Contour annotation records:
•••
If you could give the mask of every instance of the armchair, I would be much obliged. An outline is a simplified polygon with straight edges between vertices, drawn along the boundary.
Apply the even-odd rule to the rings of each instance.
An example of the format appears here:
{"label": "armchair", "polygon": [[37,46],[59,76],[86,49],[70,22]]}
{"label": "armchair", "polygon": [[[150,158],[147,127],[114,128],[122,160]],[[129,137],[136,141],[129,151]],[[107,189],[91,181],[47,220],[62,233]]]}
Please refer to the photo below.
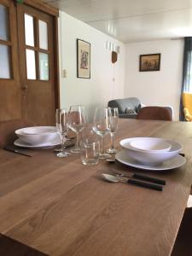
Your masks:
{"label": "armchair", "polygon": [[108,107],[118,108],[119,117],[122,119],[136,119],[139,110],[143,106],[140,100],[136,97],[115,99],[108,102]]}
{"label": "armchair", "polygon": [[192,121],[192,94],[183,92],[182,94],[184,119],[186,121]]}

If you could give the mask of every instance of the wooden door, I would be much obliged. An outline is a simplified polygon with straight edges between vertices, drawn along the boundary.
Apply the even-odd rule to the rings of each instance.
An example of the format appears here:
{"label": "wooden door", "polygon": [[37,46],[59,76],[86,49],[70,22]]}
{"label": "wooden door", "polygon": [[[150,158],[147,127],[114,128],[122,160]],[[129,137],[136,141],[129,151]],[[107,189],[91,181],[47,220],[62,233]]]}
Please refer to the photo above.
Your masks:
{"label": "wooden door", "polygon": [[0,0],[0,121],[21,117],[16,9]]}
{"label": "wooden door", "polygon": [[22,116],[37,125],[55,125],[53,17],[17,4]]}

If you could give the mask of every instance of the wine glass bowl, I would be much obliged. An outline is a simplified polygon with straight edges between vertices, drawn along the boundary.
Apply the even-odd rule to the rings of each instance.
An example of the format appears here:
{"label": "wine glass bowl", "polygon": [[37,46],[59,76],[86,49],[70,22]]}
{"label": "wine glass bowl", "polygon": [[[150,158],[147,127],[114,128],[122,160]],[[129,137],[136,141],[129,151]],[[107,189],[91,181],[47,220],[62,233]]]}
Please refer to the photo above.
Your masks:
{"label": "wine glass bowl", "polygon": [[84,129],[86,124],[84,107],[81,105],[71,106],[69,109],[69,128],[76,133],[76,146],[72,153],[80,153],[79,133]]}
{"label": "wine glass bowl", "polygon": [[108,134],[106,122],[106,108],[96,108],[94,115],[93,131],[102,137],[100,159],[108,159],[110,155],[104,150],[104,137]]}
{"label": "wine glass bowl", "polygon": [[56,109],[55,126],[61,139],[61,148],[56,154],[58,157],[67,157],[70,154],[65,151],[66,136],[68,131],[68,110],[66,108]]}
{"label": "wine glass bowl", "polygon": [[117,108],[106,108],[107,128],[111,136],[111,148],[107,150],[108,153],[117,153],[114,148],[114,135],[118,130],[119,112]]}

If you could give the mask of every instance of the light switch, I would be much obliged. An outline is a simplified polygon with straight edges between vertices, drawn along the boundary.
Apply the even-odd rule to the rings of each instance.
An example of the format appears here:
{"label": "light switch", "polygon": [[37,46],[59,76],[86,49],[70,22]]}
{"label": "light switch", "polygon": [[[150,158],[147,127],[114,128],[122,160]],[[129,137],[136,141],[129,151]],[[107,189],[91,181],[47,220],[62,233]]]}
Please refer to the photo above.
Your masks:
{"label": "light switch", "polygon": [[62,70],[62,78],[67,78],[67,73],[66,69]]}

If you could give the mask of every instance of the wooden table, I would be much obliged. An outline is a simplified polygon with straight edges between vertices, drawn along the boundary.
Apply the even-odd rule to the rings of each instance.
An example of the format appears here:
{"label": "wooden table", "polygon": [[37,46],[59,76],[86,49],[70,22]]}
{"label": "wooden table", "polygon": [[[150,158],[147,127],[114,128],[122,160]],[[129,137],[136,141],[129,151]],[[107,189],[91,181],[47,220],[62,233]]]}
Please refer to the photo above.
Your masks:
{"label": "wooden table", "polygon": [[183,144],[185,166],[149,175],[165,178],[163,192],[110,183],[120,163],[83,166],[79,154],[53,149],[32,158],[0,150],[0,233],[49,255],[170,255],[192,183],[192,124],[120,119],[115,144],[131,137],[172,138]]}

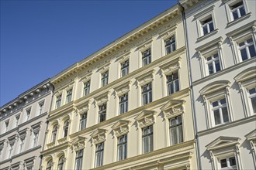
•••
**The problem**
Recast every line of the records above as a numbered list, omitting blank lines and the picture placeholders.

**Expected answer**
1. If you could give the mask of every instance of the armchair, I would be much obliged. An outline is a simplified polygon with straight edges between vertices, drawn along the boundary.
2. Apply the even-odd rule to the rings of each instance.
3. An example of the format appears here:
4. {"label": "armchair", "polygon": [[37,46],[59,76],[86,49],[70,22]]}
5. {"label": "armchair", "polygon": [[[150,158],[147,127],[114,128],[122,160]],[[129,137],[136,141],[129,151]],[[107,189],[91,181],[47,220],[62,233]]]}
6. Please refer to the photo below.
7. Your masks:
8. {"label": "armchair", "polygon": [[108,107],[118,108],[119,117],[122,119],[136,119],[139,110],[143,106],[140,100],[136,97],[115,99],[108,102]]}
9. {"label": "armchair", "polygon": [[192,121],[192,94],[183,92],[182,94],[184,119],[186,121]]}
10. If you could give the mask of every instance of the wooden door, I would be much obliged. An outline is a simplified polygon with straight edges between vertices, drawn along the boundary.
11. Apply the even-odd rule to the rings of each instance.
12. An example of the format appears here:
13. {"label": "wooden door", "polygon": [[37,46],[59,76],[86,49],[70,22]]}
14. {"label": "wooden door", "polygon": [[[150,158],[147,127],[114,128],[122,160]],[[129,137],[136,141],[129,151]],[[107,189],[91,181],[47,220],[62,233]]]}
15. Please refer to the photo above.
16. Your masks:
17. {"label": "wooden door", "polygon": [[0,0],[0,121],[21,117],[16,9]]}
18. {"label": "wooden door", "polygon": [[22,116],[37,125],[55,125],[53,17],[17,4]]}
19. If you could give the mask of every instance of the wine glass bowl, I would be much obliged. An outline is a simplified polygon with straight edges between vertices, drawn along the boundary.
20. Apply the even-odd rule to the rings of each instance.
21. An example of the format appears here:
22. {"label": "wine glass bowl", "polygon": [[37,46],[59,76],[86,49],[70,22]]}
23. {"label": "wine glass bowl", "polygon": [[[150,158],[147,127],[114,128],[122,160]],[[129,137],[136,141],[129,151]],[[107,189],[91,181],[47,220],[62,233]]]}
24. Please refer to the photo above.
25. Your masks:
26. {"label": "wine glass bowl", "polygon": [[84,129],[86,124],[84,107],[81,105],[71,106],[69,109],[69,128],[76,133],[76,146],[72,153],[80,153],[79,133]]}
27. {"label": "wine glass bowl", "polygon": [[108,134],[106,122],[106,108],[96,108],[94,115],[93,131],[102,137],[100,159],[108,159],[110,155],[104,150],[104,137]]}
28. {"label": "wine glass bowl", "polygon": [[56,109],[55,126],[61,139],[61,148],[56,154],[58,157],[67,157],[70,154],[65,151],[66,136],[68,131],[68,110],[66,108]]}
29. {"label": "wine glass bowl", "polygon": [[117,108],[106,108],[107,128],[111,136],[111,148],[107,150],[108,153],[117,153],[114,148],[114,135],[118,130],[119,112]]}
30. If you could give the mask of every instance of the light switch, I would be much obliged. An outline is a simplified polygon with straight edges between vertices, drawn along the boundary.
31. Apply the even-odd rule to the rings of each instance.
32. An example of the format appears here:
33. {"label": "light switch", "polygon": [[37,46],[59,76],[86,49],[70,22]]}
34. {"label": "light switch", "polygon": [[[150,158],[147,127],[114,128],[122,160]],[[129,137],[136,141],[129,151]],[[107,189],[91,181],[47,220],[62,233]]]}
35. Please refer to the photo above.
36. Your masks:
37. {"label": "light switch", "polygon": [[62,70],[62,78],[67,78],[67,73],[66,69]]}
38. If you could give the mask of every instance of the wooden table, I would be much obliged. An outline is a simplified polygon with straight edges between vertices, drawn along the boundary.
39. Apply the even-odd rule to the rings of each instance.
40. An example of the format appears here:
41. {"label": "wooden table", "polygon": [[37,46],[59,76],[86,49],[70,22]]}
42. {"label": "wooden table", "polygon": [[[150,158],[147,127],[114,128],[122,160]],[[129,137],[136,141],[129,151]],[[107,189],[91,181],[47,220],[62,233]]]}
43. Please refer to the photo above.
44. Your masks:
45. {"label": "wooden table", "polygon": [[183,144],[185,166],[149,175],[165,178],[163,192],[110,183],[120,163],[83,166],[79,154],[53,149],[32,158],[0,150],[0,233],[49,255],[170,255],[192,183],[192,124],[120,119],[115,144],[131,137],[172,138]]}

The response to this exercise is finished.